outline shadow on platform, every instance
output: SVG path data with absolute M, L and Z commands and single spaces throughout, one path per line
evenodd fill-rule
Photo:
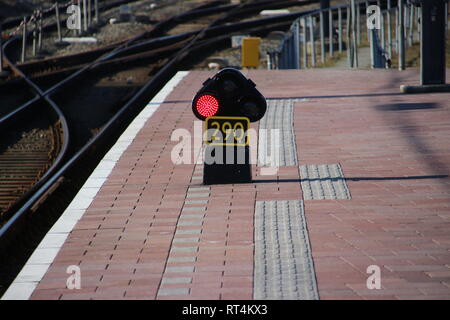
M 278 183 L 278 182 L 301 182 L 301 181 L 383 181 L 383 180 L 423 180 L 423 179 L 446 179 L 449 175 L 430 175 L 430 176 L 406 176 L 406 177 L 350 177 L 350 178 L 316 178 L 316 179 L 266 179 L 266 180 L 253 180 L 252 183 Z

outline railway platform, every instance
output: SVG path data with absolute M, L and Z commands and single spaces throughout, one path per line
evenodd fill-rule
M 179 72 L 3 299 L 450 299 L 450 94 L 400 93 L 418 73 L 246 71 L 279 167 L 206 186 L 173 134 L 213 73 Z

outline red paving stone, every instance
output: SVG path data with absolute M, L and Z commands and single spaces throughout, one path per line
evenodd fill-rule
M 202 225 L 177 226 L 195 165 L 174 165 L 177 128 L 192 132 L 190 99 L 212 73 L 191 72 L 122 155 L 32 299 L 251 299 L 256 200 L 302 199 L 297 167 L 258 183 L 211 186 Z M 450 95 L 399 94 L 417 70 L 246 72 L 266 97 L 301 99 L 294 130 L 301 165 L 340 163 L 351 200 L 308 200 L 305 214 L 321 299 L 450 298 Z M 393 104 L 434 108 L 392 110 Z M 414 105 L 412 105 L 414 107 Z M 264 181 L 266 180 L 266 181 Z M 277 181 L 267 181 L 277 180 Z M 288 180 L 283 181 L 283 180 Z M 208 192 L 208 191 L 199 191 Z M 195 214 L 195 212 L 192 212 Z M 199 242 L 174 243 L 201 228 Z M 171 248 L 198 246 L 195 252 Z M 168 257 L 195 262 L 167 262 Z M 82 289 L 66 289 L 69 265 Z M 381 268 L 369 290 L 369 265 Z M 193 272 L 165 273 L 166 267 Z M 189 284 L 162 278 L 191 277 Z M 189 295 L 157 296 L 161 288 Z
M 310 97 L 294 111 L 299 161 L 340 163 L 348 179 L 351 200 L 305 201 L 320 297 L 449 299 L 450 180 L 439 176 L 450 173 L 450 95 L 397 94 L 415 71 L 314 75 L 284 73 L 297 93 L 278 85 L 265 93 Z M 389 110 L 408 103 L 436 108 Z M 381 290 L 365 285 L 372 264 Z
══════════════════════════════
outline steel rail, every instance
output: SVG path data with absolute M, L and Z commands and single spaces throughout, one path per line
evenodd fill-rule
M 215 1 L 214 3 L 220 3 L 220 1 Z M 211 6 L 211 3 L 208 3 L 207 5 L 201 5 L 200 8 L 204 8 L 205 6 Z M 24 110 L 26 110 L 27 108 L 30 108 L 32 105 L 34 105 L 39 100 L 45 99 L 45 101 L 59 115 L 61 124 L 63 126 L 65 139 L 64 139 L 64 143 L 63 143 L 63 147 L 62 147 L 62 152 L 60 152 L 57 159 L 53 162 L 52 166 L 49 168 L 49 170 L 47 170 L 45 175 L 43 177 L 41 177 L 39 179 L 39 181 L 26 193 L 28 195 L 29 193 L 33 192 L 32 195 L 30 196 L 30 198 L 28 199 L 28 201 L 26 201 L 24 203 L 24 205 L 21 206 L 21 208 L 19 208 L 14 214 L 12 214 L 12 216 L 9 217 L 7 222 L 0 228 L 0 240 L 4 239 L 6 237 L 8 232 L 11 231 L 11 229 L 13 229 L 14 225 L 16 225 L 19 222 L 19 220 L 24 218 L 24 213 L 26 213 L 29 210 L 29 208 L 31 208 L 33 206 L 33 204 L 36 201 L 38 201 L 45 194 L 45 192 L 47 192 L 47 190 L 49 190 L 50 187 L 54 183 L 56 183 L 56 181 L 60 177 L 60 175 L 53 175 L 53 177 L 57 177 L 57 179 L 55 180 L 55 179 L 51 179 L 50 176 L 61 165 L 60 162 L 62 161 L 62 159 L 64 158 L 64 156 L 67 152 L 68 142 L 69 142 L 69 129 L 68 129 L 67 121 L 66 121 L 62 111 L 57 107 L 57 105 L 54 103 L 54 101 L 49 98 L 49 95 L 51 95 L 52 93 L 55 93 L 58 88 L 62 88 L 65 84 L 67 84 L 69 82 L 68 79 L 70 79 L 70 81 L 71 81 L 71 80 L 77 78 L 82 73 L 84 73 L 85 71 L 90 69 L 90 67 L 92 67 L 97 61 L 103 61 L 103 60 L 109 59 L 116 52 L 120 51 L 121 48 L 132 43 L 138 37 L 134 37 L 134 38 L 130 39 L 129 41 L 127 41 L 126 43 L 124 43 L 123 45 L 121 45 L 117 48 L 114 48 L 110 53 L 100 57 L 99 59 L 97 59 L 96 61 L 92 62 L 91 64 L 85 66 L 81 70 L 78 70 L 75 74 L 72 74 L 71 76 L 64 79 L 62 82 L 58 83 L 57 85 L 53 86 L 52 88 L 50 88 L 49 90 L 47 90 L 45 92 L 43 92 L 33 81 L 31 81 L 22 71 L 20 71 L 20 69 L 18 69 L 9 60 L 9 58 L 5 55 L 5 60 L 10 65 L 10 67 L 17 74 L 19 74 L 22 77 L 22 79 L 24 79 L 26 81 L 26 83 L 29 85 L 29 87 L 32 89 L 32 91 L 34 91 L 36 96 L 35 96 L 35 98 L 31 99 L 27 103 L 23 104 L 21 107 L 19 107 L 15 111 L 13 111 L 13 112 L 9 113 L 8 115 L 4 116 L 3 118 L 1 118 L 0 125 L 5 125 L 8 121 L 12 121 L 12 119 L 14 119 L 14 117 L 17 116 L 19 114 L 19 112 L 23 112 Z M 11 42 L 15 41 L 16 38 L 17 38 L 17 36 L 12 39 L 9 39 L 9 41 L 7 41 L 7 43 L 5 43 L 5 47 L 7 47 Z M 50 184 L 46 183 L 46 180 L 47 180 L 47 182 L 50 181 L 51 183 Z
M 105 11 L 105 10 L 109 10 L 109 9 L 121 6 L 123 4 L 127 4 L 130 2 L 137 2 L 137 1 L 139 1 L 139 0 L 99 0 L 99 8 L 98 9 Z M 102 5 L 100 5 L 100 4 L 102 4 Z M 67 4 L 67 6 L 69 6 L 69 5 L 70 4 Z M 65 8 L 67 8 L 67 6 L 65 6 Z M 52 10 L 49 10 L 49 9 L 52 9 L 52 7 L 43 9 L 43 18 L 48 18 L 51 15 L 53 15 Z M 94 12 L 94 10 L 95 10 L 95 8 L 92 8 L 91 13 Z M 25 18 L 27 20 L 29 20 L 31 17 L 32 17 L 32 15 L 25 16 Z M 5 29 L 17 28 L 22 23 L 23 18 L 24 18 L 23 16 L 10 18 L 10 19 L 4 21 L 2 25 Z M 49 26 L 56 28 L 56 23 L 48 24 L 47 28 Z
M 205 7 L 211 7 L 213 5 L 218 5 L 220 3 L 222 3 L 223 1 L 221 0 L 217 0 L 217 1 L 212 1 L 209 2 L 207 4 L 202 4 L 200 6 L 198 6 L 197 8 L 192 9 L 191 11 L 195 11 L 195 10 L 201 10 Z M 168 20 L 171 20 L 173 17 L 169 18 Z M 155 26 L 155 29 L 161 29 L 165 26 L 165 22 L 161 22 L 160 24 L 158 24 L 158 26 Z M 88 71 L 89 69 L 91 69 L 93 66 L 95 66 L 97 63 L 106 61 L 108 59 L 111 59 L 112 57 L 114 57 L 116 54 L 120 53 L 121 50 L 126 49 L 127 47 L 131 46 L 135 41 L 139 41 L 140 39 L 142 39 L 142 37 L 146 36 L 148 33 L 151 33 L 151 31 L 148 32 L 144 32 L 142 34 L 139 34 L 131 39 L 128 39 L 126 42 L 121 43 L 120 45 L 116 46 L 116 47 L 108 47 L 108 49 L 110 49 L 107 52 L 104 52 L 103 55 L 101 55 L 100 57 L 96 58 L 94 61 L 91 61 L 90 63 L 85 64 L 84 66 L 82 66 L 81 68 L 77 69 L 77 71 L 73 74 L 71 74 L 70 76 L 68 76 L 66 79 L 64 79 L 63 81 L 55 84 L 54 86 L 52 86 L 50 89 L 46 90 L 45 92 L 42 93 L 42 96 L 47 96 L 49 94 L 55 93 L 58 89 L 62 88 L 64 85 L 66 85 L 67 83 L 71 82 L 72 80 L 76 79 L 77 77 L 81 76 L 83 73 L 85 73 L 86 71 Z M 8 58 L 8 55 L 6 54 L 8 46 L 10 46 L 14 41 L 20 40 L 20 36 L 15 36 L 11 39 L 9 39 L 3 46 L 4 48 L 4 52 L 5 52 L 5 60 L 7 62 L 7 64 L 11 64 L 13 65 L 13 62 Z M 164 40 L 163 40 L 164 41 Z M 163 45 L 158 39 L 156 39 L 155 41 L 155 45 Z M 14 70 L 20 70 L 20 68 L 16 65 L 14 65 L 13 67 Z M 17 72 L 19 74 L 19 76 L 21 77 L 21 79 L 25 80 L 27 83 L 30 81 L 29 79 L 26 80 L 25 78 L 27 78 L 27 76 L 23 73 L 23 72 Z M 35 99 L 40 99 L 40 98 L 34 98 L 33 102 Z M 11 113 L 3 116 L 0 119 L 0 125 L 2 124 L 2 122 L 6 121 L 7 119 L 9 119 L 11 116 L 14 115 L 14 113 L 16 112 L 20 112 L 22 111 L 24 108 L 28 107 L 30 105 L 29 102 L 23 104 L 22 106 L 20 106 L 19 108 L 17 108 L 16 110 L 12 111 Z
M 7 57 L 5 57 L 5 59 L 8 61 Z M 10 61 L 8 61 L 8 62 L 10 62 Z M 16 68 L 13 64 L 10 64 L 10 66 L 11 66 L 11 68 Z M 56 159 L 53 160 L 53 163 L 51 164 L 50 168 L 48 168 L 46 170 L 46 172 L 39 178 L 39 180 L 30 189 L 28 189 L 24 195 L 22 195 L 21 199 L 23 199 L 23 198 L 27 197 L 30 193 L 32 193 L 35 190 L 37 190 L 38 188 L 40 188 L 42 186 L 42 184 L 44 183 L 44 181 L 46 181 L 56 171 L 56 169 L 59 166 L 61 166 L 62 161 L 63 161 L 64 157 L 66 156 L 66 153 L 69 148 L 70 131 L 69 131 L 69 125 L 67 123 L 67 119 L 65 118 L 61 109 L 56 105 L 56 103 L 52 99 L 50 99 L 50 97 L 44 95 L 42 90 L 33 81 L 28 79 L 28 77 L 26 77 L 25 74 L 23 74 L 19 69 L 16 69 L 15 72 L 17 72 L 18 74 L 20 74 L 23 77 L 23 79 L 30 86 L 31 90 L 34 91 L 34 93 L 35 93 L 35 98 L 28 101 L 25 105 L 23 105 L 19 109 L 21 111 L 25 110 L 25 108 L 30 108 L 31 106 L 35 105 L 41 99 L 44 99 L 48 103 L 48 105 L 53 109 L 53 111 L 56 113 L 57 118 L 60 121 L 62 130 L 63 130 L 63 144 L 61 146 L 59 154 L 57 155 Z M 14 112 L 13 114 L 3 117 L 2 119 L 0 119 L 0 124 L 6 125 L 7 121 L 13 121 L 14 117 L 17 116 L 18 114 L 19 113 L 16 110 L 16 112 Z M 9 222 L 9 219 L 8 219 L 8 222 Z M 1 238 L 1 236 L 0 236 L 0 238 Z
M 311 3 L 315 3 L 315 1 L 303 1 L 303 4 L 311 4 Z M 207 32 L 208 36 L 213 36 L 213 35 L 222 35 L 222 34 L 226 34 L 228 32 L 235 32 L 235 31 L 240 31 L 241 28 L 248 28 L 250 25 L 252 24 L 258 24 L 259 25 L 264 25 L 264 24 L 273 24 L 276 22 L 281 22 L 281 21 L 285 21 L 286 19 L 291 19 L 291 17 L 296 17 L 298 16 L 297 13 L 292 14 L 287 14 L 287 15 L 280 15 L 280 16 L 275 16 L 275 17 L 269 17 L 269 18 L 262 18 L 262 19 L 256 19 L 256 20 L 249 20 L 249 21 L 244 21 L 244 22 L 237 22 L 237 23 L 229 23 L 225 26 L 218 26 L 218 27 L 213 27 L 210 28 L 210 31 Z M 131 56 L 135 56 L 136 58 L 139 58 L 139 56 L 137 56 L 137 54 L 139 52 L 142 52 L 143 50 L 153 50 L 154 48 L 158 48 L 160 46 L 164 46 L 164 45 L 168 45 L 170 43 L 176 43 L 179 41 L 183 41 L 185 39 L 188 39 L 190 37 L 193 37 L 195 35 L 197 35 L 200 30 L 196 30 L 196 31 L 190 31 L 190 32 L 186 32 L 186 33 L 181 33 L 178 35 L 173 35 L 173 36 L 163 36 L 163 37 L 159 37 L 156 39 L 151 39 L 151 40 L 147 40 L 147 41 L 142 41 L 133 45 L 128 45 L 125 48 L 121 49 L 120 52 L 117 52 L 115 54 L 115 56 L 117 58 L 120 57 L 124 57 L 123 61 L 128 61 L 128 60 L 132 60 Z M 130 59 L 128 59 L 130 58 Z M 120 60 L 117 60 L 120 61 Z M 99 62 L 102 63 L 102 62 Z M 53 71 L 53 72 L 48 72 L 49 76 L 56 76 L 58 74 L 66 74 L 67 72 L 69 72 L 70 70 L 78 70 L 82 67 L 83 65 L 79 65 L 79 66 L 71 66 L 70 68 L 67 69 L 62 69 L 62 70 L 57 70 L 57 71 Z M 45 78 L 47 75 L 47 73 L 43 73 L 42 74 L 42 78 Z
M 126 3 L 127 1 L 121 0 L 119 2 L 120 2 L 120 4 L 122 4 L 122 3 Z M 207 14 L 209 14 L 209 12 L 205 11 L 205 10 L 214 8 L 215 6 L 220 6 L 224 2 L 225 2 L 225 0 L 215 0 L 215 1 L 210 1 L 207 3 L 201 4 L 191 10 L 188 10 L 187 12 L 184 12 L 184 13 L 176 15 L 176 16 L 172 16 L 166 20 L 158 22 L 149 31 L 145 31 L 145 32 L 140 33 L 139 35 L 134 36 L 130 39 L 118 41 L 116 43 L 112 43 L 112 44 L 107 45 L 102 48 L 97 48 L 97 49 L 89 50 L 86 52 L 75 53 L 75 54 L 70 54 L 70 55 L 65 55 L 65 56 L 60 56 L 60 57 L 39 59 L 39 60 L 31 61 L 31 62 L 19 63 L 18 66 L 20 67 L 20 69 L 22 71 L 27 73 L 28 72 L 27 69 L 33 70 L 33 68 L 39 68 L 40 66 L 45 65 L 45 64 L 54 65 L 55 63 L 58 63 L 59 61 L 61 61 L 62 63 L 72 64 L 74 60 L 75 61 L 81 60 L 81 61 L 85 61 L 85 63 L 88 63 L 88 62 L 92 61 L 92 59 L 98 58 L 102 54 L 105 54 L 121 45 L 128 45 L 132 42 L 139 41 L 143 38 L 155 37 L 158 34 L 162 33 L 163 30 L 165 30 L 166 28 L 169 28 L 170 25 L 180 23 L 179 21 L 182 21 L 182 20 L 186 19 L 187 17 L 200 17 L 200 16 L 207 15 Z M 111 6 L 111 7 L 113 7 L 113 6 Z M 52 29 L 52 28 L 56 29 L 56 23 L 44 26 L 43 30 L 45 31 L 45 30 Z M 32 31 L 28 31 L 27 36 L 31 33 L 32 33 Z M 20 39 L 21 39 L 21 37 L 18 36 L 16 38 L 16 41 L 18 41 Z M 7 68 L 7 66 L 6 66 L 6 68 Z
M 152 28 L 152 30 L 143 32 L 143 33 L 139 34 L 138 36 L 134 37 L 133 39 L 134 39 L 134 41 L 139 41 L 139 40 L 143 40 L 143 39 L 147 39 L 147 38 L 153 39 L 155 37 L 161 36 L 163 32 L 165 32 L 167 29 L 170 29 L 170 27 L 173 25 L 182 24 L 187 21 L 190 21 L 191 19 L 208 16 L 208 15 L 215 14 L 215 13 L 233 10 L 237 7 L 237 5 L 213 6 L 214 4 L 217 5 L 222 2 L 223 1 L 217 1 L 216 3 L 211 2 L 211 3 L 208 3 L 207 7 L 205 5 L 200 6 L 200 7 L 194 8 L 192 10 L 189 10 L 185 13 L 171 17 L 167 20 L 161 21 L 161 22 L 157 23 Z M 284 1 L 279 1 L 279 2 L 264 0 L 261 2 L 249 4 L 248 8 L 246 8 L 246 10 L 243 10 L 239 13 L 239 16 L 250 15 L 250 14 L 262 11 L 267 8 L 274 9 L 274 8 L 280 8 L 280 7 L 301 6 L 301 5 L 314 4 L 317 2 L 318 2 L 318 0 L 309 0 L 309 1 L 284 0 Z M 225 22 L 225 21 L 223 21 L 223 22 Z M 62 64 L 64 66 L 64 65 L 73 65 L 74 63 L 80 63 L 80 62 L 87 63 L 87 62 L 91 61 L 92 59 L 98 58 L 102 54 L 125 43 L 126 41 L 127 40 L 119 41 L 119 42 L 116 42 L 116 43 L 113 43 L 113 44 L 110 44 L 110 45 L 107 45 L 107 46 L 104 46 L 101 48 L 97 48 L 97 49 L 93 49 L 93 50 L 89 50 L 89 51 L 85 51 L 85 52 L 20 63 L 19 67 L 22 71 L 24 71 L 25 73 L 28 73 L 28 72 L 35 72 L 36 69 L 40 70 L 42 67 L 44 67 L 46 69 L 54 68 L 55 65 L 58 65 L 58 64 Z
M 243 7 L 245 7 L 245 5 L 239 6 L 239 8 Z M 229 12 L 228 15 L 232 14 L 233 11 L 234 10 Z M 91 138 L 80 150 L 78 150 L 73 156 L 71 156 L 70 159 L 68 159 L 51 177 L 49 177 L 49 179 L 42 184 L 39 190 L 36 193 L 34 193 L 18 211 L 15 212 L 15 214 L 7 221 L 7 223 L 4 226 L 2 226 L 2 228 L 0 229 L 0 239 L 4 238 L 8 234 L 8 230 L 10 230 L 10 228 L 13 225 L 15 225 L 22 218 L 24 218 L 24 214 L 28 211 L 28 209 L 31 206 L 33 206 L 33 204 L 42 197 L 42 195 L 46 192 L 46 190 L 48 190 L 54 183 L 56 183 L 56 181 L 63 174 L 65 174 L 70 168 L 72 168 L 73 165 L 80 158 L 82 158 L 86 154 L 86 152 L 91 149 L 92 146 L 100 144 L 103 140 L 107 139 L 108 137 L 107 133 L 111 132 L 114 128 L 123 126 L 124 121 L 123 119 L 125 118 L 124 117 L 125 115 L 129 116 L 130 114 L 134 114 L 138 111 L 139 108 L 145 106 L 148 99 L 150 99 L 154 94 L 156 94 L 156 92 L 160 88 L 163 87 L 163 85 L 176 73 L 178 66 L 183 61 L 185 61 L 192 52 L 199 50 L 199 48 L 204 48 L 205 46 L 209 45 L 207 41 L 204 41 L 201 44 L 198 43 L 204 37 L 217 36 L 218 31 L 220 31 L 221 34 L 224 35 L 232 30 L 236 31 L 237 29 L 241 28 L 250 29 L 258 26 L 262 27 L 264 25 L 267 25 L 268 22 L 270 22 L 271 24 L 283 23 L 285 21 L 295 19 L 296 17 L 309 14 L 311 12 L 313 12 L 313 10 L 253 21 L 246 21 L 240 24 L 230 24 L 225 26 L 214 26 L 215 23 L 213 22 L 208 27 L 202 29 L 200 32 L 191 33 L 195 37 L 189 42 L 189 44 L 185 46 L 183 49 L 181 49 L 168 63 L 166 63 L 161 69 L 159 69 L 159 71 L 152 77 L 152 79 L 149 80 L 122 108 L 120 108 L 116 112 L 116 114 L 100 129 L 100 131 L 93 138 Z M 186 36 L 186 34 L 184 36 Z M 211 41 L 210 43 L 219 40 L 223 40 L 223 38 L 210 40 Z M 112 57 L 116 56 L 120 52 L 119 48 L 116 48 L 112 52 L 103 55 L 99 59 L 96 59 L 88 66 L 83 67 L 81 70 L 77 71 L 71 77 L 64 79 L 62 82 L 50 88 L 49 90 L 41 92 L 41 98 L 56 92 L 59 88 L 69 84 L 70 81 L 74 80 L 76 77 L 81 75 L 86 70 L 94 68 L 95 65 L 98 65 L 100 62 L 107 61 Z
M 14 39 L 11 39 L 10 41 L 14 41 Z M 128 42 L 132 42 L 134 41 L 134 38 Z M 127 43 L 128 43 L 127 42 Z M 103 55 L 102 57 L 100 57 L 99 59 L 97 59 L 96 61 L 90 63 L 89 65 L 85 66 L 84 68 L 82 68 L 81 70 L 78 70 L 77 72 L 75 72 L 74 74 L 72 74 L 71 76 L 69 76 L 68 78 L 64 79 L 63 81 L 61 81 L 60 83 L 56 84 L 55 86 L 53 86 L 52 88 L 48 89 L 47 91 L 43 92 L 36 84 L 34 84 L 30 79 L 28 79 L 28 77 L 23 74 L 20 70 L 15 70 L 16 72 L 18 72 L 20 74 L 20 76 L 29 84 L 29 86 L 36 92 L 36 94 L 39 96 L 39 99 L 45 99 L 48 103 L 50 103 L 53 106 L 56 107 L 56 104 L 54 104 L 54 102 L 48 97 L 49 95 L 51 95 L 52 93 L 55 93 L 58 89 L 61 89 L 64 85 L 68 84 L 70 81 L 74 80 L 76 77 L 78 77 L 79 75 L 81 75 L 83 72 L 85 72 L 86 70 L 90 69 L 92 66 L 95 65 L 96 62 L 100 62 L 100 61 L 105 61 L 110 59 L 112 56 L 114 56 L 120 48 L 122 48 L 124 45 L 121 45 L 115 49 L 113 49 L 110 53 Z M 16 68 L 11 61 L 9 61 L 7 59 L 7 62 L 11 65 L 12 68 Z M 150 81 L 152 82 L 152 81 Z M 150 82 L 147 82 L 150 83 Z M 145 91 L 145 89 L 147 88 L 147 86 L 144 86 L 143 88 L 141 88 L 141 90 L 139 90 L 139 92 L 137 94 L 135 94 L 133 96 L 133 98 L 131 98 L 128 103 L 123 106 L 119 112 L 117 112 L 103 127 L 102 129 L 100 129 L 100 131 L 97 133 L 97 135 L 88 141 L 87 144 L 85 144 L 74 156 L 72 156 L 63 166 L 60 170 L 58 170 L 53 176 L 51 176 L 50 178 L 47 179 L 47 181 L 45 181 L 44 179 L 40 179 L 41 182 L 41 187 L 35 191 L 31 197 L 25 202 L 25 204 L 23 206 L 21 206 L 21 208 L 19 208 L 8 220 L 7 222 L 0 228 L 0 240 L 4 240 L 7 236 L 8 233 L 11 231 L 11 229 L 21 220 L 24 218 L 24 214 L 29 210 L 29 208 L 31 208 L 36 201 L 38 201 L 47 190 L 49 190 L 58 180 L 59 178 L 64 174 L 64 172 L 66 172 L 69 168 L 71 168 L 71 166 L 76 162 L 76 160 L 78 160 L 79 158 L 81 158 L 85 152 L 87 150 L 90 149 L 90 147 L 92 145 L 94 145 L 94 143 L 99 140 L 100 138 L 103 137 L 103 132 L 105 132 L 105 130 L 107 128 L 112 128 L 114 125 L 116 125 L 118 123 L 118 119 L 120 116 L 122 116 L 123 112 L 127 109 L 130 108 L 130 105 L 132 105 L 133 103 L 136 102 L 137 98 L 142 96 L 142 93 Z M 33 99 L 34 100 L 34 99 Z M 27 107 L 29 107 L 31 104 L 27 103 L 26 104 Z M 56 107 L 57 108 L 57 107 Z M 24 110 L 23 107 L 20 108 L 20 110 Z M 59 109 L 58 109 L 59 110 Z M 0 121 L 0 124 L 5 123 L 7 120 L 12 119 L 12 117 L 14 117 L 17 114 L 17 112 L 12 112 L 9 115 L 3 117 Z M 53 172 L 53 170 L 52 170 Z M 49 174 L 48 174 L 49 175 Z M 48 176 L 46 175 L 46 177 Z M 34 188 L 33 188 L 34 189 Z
══════════════════════════════
## Task directions
What is needed is each line of the entries that contains the word "outline".

## Task response
outline shadow on platform, every instance
outline railway platform, every instance
outline red paving stone, every instance
outline steel rail, every instance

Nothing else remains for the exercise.